PASSAGE GIVEN:
■ ■ ■

Jim Ritter, the founder of Florida startup Printed Farms and the printing subcontractor for Florida’s first house, agreed that 3DCP doesn’t cut costs, at least not yet. “Right now, we are not cheaper than block,” he said, though they are less expensive to heat and cool because 3D-printed structures are better insulated and have higher R-values. In June 2023, Printed Farms completed the “world’s largest 3D-printed building,” a 10,100-square-foot horse barn and circle-shaped horse training structure in Wellington, Fla. The facility sold for $3.8 million to a Cincinnati chiropractor and his wife who show horses. Ritter said the appeal of 3DCP for the contractor is “machines don’t need such a large pool of labor, and their costs are easier to control. As the new generation of machines makes printing easier and faster you will see a shift to 3D-printed shells. Right now, we are not there.”
Addressing a Labor Shortage
Perhaps surprisingly two labor organizations we contacted said they welcomed 3DCP. “We do not see 3D printing reducing our workforce on the job but increasing the presence of our craft workers, making the process of construction more efficient,” said Joseph Neff, business agent of Local 528 Cement Masons and Plasterers, which represents laborers in the Northwest. We contacted him after watching online a panel discussion at the World of Concrete conference in Seattle in January.
The industry needs to attract an estimated 439,000 net new workers in 2025 to meet anticipated demand for construction services, according to a model developed by the Associated Builders and Contractors (ABC). Matt Abeles, an ABC vice president, said printing could “address workforce shortages, reduce materials waste and increase project efficiency. As the technology evolves and becomes more affordable, it’s likely contractors will … apply the technology.”
Neff said his union partnered with 3DCP companies — including Greeley, Colo.-based Alquist — and has trained roughly 50 workers. “We see this technology as the future of concrete construction in some respects,” he said, “and it’s our job to provide qualified help to our contractors.”

■ ■ ■

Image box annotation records
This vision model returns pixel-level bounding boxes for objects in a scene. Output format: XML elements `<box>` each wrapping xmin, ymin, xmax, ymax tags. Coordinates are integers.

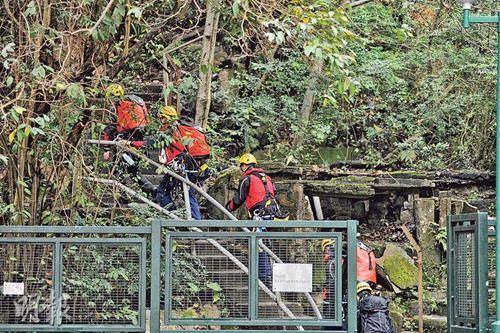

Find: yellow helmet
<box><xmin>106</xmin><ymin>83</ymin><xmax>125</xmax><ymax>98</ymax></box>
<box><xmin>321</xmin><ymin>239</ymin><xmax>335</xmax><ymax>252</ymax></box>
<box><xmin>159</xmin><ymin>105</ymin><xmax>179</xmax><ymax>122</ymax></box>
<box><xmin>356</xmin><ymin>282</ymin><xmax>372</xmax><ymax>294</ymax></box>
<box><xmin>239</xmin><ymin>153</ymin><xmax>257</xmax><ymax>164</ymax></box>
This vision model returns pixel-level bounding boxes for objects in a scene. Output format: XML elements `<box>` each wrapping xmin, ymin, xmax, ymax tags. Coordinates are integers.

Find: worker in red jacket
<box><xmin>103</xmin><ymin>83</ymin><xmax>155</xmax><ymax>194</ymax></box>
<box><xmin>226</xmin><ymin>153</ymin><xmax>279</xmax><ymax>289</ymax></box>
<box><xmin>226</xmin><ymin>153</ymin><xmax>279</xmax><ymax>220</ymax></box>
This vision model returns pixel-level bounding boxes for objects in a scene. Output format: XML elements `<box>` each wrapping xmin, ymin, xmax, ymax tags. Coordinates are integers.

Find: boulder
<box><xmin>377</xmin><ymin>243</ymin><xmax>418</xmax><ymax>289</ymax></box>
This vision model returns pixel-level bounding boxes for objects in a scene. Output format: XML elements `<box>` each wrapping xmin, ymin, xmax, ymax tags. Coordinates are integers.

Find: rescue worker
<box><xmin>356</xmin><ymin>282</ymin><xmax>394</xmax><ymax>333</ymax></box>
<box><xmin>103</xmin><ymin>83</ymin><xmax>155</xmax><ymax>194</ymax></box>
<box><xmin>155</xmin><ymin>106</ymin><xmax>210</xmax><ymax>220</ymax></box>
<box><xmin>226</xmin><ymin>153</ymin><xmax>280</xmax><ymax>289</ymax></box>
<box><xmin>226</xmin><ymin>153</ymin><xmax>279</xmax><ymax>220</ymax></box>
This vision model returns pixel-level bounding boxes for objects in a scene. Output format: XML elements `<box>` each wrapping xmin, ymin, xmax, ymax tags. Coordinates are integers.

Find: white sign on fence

■ ■ ■

WHAT YOU WILL DO:
1) What price did the Wellington horse facility fetch when it sold, according to the passage on 3D-printed construction?
2) Copy the passage on 3D-printed construction word for word from "Addressing a Labor" to "Seattle in January.".
3) Write the next part of the article on 3D concrete printing, picking up right after its final sentence.

TASK-BY-TASK RESULTS:
1) It sold for $3.8 million.

2)
Addressing a Labor Shortage
Perhaps surprisingly two labor organizations we contacted said they welcomed 3DCP. “We do not see 3D printing reducing our workforce on the job but increasing the presence of our craft workers, making the process of construction more efficient,” said Joseph Neff, business agent of Local 528 Cement Masons and Plasterers, which represents laborers in the Northwest. We contacted him after watching online a panel discussion at the World of Concrete conference in Seattle in January.

3)
Many projects are aimed at addressing affordable housing issues, though it’s hard to see much cost savings so far. On Dec. 6, 2024, about 150 news reporters and community and elected officials flocked to a site in Melbourne, Fla., to watch a robot begin printing a 1,300-square-foot home for Space Coast Habitat for Humanity, with funding from Wells Fargo Bank and the city of Melbourne. When we followed up in February, the printing was weeks behind schedule, said Anna Terry, executive director of the affordable-home building organization. The house is being built on land it already owned, will cost roughly $250,000, about the same as a similar home built with conventional methods, she acknowledged. Terry was optimistic the job would be completed soon after the robotic printer was relocated to its fourth and final printing position. “When you’re pioneering something it’s not as quick as you think,” she said.
The most notable recent project we learned of is Zuri Gardens in south Houston, which would be the nation’s second-largest 3D-printed neighborhood, with 80 homes priced in the $200,000s. It is being developed by Cole Klein Builders of Houston with houses printed by Hive3D. The partners’ proposal to use 3DCP was selected recently by the city of Houston through a competitive bidding process. The city is kicking in $1.8 million in affordable housing funds. “Otherwise, we couldn’t do it,” said Harry Klein, cofounder of Cole Klein Builders. Construction was slated to begin in 60 to 90 days.
Life in a Printed House
We spoke with Lawrence Nourzad who with his girlfriend, Angela Hontas, were among early buyers in Wolf Ranch, a community of 100 3D-printed houses near Austin. Nourzad said they paid $477,000 for their 1,977-square-foot printed home, which he figures was a good deal as Lennar paid all closing costs and bought down their mortgage rate to 5.2%.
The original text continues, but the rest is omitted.